▶ [DOCUMENT TEXT]:
UN Ebola Chief: Virus is 'Spreading Rapidly'

UN Ebola Chief: Virus is 'Spreading Rapidly'

The UN ‘Ebola Envoy’ has spoken out about the present situation in West Africa and has warned “the outbreak is continuing to expand rapidly”, and without further international support of personnel and equipment the virus is not going to be contained any time soon.

Speaking in an interview with Deutsche Welle, Dr David Nabarro, an expert on pandemics and formerly of the World Health Organisation said although some “impact” was starting to become evident in West Africa, there was still much to be done and the crisis was not going to be under control until next year. Despite the comparatively wealthy country of Nigeria controlling it’s Ebola outbreak and eradicating the virus there, Dr Nabarro said “there are still parts of Liberia where the outbreak is advancing rapidly, and the same with Guinea and Sierra Leone”.

The parts Dr. Nabarro refers to are the rural areas, which make up most of these West African nations. In former British colony Sierra Leone, the rate of infection is rapidly accelerating, and is now spreading nine times faster than two months ago, according to the African Governance Initiative. Up until this week, the virus has mostly been observed travelling with a flow of people moving westwards from rural areas to capital and surrounding areas of Freetown. Now it has been reported the until recently Ebola-free self quarantined north of the country is suffering its first outbreak, with dozens killed already.

▶ [DATA SEGMENT]:

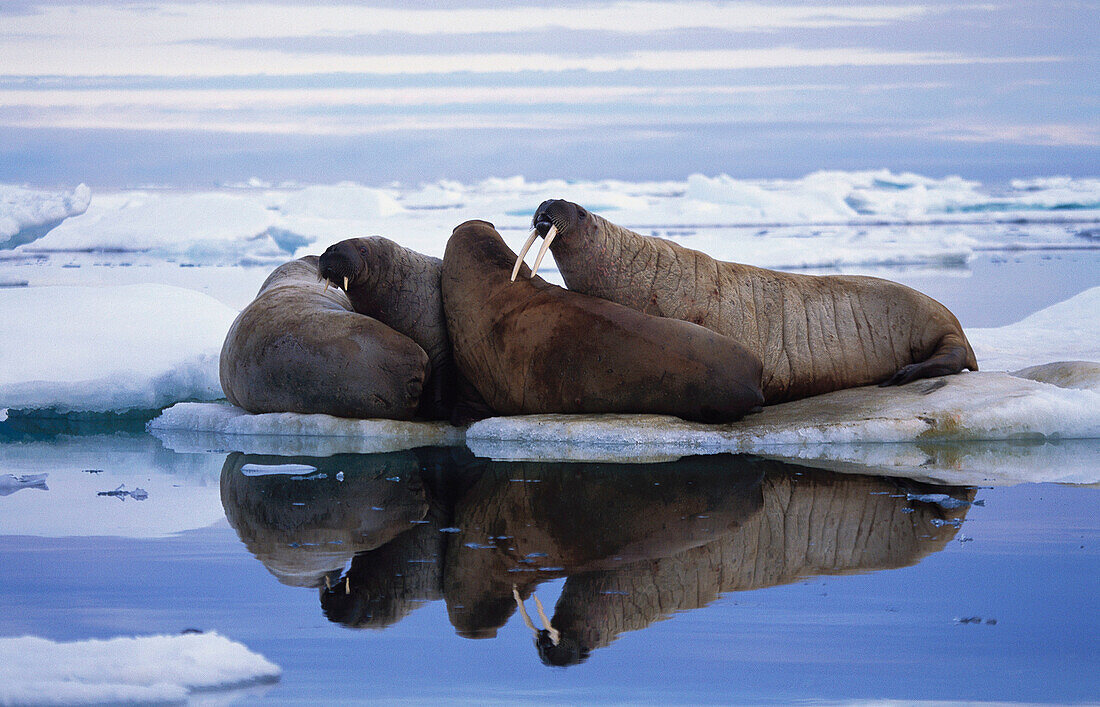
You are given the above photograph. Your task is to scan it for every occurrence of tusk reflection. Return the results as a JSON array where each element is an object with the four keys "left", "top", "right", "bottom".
[{"left": 512, "top": 585, "right": 539, "bottom": 637}]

▶ [ASSIGNED TASK 1]: List every country the Ebola article names.
▶ [ASSIGNED TASK 2]:
Answer from the Ebola article:
(a) Which outlet interviewed Dr David Nabarro?
(b) Until when did he say the crisis would not be under control?
(c) How much faster is infection in Sierra Leone spreading than two months earlier, according to the African Governance Initiative?

▶ [TASK RESPONSE 1]: Nigeria, Liberia, Guinea, Sierra Leone

▶ [TASK RESPONSE 2]:
(a) Deutsche Welle
(b) Next year
(c) Nine times faster